#### [Data in this exercise]
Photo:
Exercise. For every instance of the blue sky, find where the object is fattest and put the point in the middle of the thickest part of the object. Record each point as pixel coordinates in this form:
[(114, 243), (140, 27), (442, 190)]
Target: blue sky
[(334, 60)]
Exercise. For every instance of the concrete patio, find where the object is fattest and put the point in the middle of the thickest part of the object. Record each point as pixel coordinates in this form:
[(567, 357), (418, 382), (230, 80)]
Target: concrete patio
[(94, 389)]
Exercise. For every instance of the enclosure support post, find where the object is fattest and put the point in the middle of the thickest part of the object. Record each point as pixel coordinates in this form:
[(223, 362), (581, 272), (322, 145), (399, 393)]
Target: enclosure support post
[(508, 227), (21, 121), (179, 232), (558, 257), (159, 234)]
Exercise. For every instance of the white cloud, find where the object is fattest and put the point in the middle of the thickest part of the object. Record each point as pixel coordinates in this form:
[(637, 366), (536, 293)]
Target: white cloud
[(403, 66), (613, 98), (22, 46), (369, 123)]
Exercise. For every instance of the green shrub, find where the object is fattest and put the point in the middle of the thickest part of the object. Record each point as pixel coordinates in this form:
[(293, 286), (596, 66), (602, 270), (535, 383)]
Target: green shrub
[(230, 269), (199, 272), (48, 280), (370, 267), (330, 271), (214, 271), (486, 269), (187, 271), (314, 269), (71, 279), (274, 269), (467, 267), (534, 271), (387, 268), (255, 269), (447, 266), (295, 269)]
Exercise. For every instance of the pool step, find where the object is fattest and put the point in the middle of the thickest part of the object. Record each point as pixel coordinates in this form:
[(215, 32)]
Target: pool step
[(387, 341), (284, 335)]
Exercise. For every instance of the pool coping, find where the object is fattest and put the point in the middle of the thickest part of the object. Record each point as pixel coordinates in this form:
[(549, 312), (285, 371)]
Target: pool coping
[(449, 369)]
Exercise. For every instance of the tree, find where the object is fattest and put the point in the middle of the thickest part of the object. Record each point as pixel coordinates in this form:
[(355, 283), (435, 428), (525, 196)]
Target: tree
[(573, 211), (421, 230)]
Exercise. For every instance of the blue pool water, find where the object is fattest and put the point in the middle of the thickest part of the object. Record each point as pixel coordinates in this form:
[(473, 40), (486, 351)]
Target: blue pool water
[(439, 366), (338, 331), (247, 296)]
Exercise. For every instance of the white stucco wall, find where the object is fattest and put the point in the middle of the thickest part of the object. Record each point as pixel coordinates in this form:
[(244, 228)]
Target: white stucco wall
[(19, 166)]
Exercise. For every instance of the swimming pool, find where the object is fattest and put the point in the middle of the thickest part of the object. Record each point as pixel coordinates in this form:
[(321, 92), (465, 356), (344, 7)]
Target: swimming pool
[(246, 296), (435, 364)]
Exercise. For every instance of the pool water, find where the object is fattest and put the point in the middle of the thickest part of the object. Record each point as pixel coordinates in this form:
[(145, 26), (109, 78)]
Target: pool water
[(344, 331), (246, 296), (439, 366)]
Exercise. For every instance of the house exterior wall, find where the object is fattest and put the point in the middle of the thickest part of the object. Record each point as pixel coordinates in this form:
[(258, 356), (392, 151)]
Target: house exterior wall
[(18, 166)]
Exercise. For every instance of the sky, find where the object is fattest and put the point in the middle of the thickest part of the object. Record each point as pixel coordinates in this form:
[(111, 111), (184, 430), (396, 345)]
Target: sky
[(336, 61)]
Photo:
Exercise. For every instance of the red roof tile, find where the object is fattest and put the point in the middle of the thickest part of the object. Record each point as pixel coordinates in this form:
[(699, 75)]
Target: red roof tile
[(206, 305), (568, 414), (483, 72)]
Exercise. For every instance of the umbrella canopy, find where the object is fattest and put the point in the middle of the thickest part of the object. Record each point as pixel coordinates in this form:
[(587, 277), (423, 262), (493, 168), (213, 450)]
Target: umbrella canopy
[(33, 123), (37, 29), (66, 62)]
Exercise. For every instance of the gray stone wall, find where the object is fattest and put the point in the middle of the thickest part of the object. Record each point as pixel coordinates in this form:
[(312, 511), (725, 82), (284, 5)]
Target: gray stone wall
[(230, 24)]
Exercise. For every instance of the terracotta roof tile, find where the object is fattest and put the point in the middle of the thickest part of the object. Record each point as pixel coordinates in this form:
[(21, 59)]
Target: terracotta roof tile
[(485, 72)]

#### [Problem]
Copy all of the lines above word for word, from the first one through the last.

#### [Final result]
Photo:
Exercise. For every instance of the blue sky, find where the object is fattest and put the point in the middle of the thickest part of the object. Record each point as pixel coordinates in this form:
[(114, 243), (140, 27), (442, 190)]
Target: blue sky
[(334, 60)]
Exercise. For every instance of the concrete patio, find where the object is fattest and put the point in the middle of the thickest part of the object. Record each point as pixel coordinates in this form:
[(567, 357), (418, 382), (230, 80)]
Target: concrete patio
[(94, 389)]
Exercise. For every instance of the enclosure support post, find where the object is fattest and put the point in the middle of the thickest part of the object. Record each point as pixel coordinates in this form:
[(223, 362), (581, 272), (322, 145), (399, 393)]
Target: enclosure support post
[(508, 227), (21, 121), (179, 232), (558, 257), (159, 234)]
Exercise. For every instance of the white cloud, find where the object is fattest and put the point in the middle of the thickest part of the object. Record each point as pixel coordinates in this form:
[(637, 366), (536, 293)]
Target: white cloud
[(403, 66), (613, 98), (22, 46), (369, 123)]
Exercise. For every instance of the green shrub, find where the object is fattest and put the point in the middle of the thickest part of the object. Record each point as pixel coordinates in this form:
[(293, 286), (596, 66), (602, 270), (535, 383)]
Target: green shrub
[(230, 269), (199, 272), (48, 280), (370, 267), (330, 271), (214, 271), (486, 269), (187, 271), (314, 269), (71, 279), (274, 269), (467, 267), (534, 271), (387, 268), (255, 269), (447, 266), (295, 269)]
Exercise. For every instance of the pool step, find where the object is fattest and put the point in the middle of the thickest part of the object. Record each point as pixel coordinates in this form:
[(215, 32)]
Target: pool step
[(387, 341), (284, 335)]
Exercise. For every instance of the pool coping, find where the object is fattest and put the point in the middle of the thickest part of the object. Record each point as pixel coordinates in this form:
[(549, 312), (285, 371)]
Target: pool coping
[(449, 369)]
Exercise. For every instance of the tree, find where the object is fattest and put the point in the middle of the thickest part of the object. Record each point as pixel coordinates in this form:
[(355, 283), (435, 428), (525, 196)]
Target: tree
[(573, 211), (421, 230)]
Exercise. For every instance of the blue pool water, find where the object is fattest and put the point in the middle of the thickest part of the object. Record each point as pixel coordinates in this form:
[(473, 40), (486, 351)]
Target: blue pool water
[(439, 366), (338, 331), (247, 296)]
Exercise. For every instance of the white stucco wall, find where the object is fattest and put the point in the middle of the thickest part of the object. Record each point as pixel coordinates in this form:
[(244, 228)]
Target: white stucco wall
[(19, 166)]
Exercise. For every instance of the swimming pool, find where the object is fattest and put the point in the middle of the thickest part of the object. Record each point as pixel coordinates in this form:
[(321, 92), (465, 356), (344, 7)]
Target: swimming pool
[(246, 296), (435, 364)]
Exercise. For every instance of the pool water, find where the object is fattest and put the point in the middle of the thickest part of the object. Record each point as pixel coordinates in this form:
[(145, 26), (109, 78)]
Target: pool water
[(344, 331), (246, 296), (439, 366)]
Exercise. For every instance of the house exterior wall, find where the object is fattest and put the point in the middle of the thickest part of the object. Record each point as pixel coordinates in this form:
[(258, 356), (392, 151)]
Target: house exterior wall
[(18, 166)]
Exercise. For every instance of the sky, find where the object is fattest and put the point in the middle of the thickest part of the object. Record each point as pixel coordinates in this form:
[(111, 111), (184, 430), (396, 345)]
Target: sky
[(336, 61)]
Photo:
Exercise. For every instance of the red roof tile, find where the object is fattest and put the point in the middle of the thickest part of the object. Record each point as pixel coordinates in this form:
[(699, 75)]
Target: red roof tile
[(206, 305), (568, 414), (483, 72)]
Exercise. For every instance of the umbrella canopy, find where the object is fattest and put the point in the middle of the thickest part of the object. Record each point as pixel coordinates in this form:
[(587, 277), (423, 262), (493, 168), (213, 450)]
Target: umbrella canopy
[(33, 123), (37, 29), (66, 62)]
Exercise. For every instance of the gray stone wall, find where the object is fattest and put the point in the middle of the thickest part of the object. Record each point as pixel coordinates in this form:
[(312, 511), (725, 82), (284, 5)]
Target: gray stone wall
[(230, 24)]
Exercise. For every instance of the terracotta roof tile, find where the object is fattest and put the point in the middle of the thickest part of the object. Record each point as pixel coordinates in this form:
[(21, 59)]
Target: terracotta roof tile
[(485, 72)]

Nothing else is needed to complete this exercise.